§ WHAT TO PRODUCE
The response should consist of every line below, unchanged.

- - -

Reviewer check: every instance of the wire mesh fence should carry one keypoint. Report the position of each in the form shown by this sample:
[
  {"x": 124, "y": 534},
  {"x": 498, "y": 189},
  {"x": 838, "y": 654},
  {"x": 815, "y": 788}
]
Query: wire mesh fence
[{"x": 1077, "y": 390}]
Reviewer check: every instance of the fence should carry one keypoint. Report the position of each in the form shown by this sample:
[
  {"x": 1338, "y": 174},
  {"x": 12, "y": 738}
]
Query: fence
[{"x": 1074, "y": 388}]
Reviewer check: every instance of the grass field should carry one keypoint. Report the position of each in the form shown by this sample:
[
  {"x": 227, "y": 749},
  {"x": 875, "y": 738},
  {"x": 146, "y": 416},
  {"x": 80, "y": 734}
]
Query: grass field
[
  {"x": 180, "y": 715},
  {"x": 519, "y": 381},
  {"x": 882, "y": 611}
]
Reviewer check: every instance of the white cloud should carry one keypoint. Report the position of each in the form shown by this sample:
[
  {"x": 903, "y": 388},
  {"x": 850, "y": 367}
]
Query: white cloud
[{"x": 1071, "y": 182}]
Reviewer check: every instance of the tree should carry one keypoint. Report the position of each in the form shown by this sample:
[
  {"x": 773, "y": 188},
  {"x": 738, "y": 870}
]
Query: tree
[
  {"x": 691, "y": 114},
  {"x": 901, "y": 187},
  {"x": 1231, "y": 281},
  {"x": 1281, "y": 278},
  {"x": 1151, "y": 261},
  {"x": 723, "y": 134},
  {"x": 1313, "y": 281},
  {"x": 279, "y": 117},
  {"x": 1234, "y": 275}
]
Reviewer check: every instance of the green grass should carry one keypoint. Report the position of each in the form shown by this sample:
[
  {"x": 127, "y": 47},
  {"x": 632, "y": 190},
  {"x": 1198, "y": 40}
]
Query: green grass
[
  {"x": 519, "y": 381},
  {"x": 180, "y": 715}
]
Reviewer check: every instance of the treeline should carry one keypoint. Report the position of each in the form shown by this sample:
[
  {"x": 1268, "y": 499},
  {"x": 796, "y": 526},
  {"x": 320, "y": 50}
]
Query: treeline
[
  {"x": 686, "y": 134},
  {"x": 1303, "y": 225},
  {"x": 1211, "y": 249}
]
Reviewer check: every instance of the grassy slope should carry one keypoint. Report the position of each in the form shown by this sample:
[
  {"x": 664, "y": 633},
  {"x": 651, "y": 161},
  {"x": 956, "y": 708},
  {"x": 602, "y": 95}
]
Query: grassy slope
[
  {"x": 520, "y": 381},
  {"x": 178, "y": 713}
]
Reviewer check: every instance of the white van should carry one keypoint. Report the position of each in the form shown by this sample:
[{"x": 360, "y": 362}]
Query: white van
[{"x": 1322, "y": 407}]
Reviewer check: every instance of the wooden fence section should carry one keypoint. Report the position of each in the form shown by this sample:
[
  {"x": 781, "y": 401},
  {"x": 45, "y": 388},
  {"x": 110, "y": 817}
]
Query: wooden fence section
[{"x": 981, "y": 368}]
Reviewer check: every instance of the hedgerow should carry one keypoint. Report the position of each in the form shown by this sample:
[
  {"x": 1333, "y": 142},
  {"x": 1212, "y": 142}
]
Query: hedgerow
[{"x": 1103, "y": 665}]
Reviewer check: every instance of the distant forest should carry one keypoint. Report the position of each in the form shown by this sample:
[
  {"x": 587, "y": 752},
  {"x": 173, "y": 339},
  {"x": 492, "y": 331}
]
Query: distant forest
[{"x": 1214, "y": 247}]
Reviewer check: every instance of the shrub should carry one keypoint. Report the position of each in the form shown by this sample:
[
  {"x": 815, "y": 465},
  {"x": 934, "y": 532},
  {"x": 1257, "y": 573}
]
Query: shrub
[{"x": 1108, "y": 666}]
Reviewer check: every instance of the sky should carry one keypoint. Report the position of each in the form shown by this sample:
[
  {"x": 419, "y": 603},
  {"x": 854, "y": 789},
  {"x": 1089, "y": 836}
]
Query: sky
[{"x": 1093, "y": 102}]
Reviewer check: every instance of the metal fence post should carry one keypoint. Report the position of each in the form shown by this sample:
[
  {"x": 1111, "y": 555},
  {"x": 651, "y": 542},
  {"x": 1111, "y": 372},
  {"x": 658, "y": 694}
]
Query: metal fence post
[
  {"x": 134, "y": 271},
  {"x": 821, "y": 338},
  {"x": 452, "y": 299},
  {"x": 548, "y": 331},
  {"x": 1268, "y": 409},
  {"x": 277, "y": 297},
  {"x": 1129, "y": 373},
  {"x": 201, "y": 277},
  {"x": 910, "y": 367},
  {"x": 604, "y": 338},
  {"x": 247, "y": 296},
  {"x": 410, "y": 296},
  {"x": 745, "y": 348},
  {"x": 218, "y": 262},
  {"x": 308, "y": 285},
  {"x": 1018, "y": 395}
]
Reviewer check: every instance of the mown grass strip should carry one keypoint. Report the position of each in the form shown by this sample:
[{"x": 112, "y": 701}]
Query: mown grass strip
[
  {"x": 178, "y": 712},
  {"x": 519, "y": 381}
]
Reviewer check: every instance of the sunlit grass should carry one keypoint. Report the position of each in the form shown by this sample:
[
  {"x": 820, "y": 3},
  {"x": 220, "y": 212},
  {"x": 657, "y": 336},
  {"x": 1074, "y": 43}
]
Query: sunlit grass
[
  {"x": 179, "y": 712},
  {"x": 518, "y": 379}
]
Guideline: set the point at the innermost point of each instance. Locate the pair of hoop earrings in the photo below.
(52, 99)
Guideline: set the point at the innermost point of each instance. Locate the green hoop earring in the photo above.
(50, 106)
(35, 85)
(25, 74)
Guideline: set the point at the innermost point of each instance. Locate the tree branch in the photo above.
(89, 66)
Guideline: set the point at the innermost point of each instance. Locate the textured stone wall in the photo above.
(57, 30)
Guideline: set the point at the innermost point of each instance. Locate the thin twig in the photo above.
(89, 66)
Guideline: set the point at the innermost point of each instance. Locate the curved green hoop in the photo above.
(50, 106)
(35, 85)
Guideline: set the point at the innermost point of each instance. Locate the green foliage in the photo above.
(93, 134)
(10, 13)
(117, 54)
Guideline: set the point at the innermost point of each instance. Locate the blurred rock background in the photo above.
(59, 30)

- - -

§ ANSWER BOX
Reviewer check: every instance of the wire mesh fence should carry one keypoint. Report the position of each in the form shown by this sample:
[
  {"x": 124, "y": 534},
  {"x": 498, "y": 189},
  {"x": 838, "y": 654},
  {"x": 815, "y": 788}
]
Query: wire mesh fence
[{"x": 1077, "y": 390}]
Reviewer check: every instance of the fence should carry one keypoint. Report the position of each in the form shown by this sample:
[
  {"x": 1338, "y": 174},
  {"x": 12, "y": 738}
]
Query: fence
[{"x": 1074, "y": 388}]
Reviewer check: every instance of the grass field should carry one keypoint. Report the position of each in the form shown by this sample:
[
  {"x": 227, "y": 749},
  {"x": 875, "y": 738},
  {"x": 146, "y": 416},
  {"x": 80, "y": 734}
]
Query: grass field
[
  {"x": 180, "y": 715},
  {"x": 519, "y": 381},
  {"x": 882, "y": 611}
]
Reviewer check: every instance of the white cloud should carry one keypoint. Report the position of each in the form shown by this sample:
[
  {"x": 903, "y": 388},
  {"x": 850, "y": 367}
]
Query: white cloud
[{"x": 1071, "y": 182}]
Reviewer check: every instance of the tree should carry one keypoint. Report the position of each in the form shown by this sample:
[
  {"x": 773, "y": 188},
  {"x": 738, "y": 870}
]
Query: tree
[
  {"x": 691, "y": 114},
  {"x": 901, "y": 187},
  {"x": 1231, "y": 281},
  {"x": 1281, "y": 278},
  {"x": 1151, "y": 261},
  {"x": 723, "y": 134},
  {"x": 1313, "y": 281},
  {"x": 279, "y": 117},
  {"x": 1234, "y": 275}
]
Reviewer check: every instance of the green grass should carry one keypoint. Report the position of each in the form shown by this sample:
[
  {"x": 127, "y": 47},
  {"x": 632, "y": 190},
  {"x": 1198, "y": 40}
]
Query: green grass
[
  {"x": 519, "y": 381},
  {"x": 180, "y": 715}
]
Reviewer check: every instance of the treeline should carry one keypoint. Report the position of each in the form shown by this sample:
[
  {"x": 1268, "y": 499},
  {"x": 796, "y": 526},
  {"x": 320, "y": 50}
]
Query: treeline
[
  {"x": 686, "y": 134},
  {"x": 1303, "y": 225},
  {"x": 1211, "y": 249}
]
Reviewer check: every instance of the grassy slope should carry one keypoint. Report the position of each in the form shown by this sample:
[
  {"x": 664, "y": 633},
  {"x": 651, "y": 161},
  {"x": 956, "y": 708},
  {"x": 602, "y": 95}
]
Query: grassy slope
[
  {"x": 520, "y": 381},
  {"x": 178, "y": 713}
]
Reviewer check: every instance of the white van should carry one keypoint. Report the position of each in the form shown by this sample:
[{"x": 360, "y": 362}]
Query: white van
[{"x": 1322, "y": 407}]
Reviewer check: every instance of the wooden fence section should carry one keypoint. Report the position of each in the form shown by this sample:
[
  {"x": 781, "y": 401},
  {"x": 45, "y": 388},
  {"x": 110, "y": 817}
]
Query: wooden fence section
[{"x": 981, "y": 368}]
Reviewer check: every instance of the hedgerow should carry one keypoint. Report the position of each in the form shown by this sample:
[
  {"x": 1333, "y": 142},
  {"x": 1212, "y": 142}
]
Query: hedgerow
[{"x": 1103, "y": 665}]
Reviewer check: every instance of the distant forest should carry one keypoint. Report the position of each in the form shown by this sample:
[
  {"x": 587, "y": 752},
  {"x": 173, "y": 339},
  {"x": 492, "y": 331}
]
Query: distant forest
[{"x": 1214, "y": 247}]
Reviewer check: every instance of the shrub should carry one keypoint. Report the position of each in the form shown by this sample:
[
  {"x": 815, "y": 465},
  {"x": 934, "y": 532},
  {"x": 1257, "y": 573}
]
Query: shrub
[{"x": 1108, "y": 666}]
Reviewer check: every instance of the sky should carry one keypoint. Report the position of each in the form shown by this sample:
[
  {"x": 419, "y": 603},
  {"x": 854, "y": 789},
  {"x": 1089, "y": 836}
]
Query: sky
[{"x": 1093, "y": 102}]
Reviewer check: every instance of the metal fence post should carry one keypoint. Report the position of each in the form shown by this sample:
[
  {"x": 1111, "y": 555},
  {"x": 651, "y": 542},
  {"x": 1111, "y": 372},
  {"x": 658, "y": 694}
]
Query: metal fence post
[
  {"x": 134, "y": 271},
  {"x": 821, "y": 338},
  {"x": 452, "y": 299},
  {"x": 548, "y": 331},
  {"x": 1268, "y": 409},
  {"x": 277, "y": 297},
  {"x": 1129, "y": 373},
  {"x": 201, "y": 277},
  {"x": 910, "y": 367},
  {"x": 604, "y": 338},
  {"x": 247, "y": 296},
  {"x": 410, "y": 296},
  {"x": 745, "y": 348},
  {"x": 218, "y": 262},
  {"x": 308, "y": 285},
  {"x": 1018, "y": 395}
]
Reviewer check: every instance of the mown grass strip should carry one keypoint. Report the position of each in the form shown by this sample:
[{"x": 112, "y": 701}]
Query: mown grass strip
[
  {"x": 178, "y": 712},
  {"x": 519, "y": 381}
]
Reviewer check: every instance of the sunlit grass should carry one keypoint. Report the position of each in the form shown by this sample:
[
  {"x": 820, "y": 3},
  {"x": 220, "y": 212},
  {"x": 657, "y": 336},
  {"x": 1074, "y": 43}
]
Query: sunlit grass
[
  {"x": 179, "y": 712},
  {"x": 518, "y": 379}
]
Guideline: set the point at the innermost point of each instance. Locate the pair of hoop earrings in the photo below.
(52, 99)
Guideline: set the point at the innermost point of each instance. Locate the green hoop earring in the photo above.
(50, 106)
(35, 85)
(25, 74)
Guideline: set the point at the innermost point of each instance. Locate the tree branch in the photo above.
(89, 66)
Guideline: set the point at the innermost point of each instance. Locate the textured stone wall in the photo above.
(57, 30)
Guideline: set the point at the innermost point of each instance. Locate the thin twig in the photo above.
(89, 66)
Guideline: set the point at the innermost point of each instance. Locate the curved green hoop in the photo above.
(50, 106)
(35, 85)
Guideline: set the point at the innermost point of each instance. Locate the green foliage in the photo above.
(93, 134)
(10, 13)
(117, 54)
Guideline: set the point at the innermost point of each instance. Locate the blurred rock background in the photo above.
(59, 30)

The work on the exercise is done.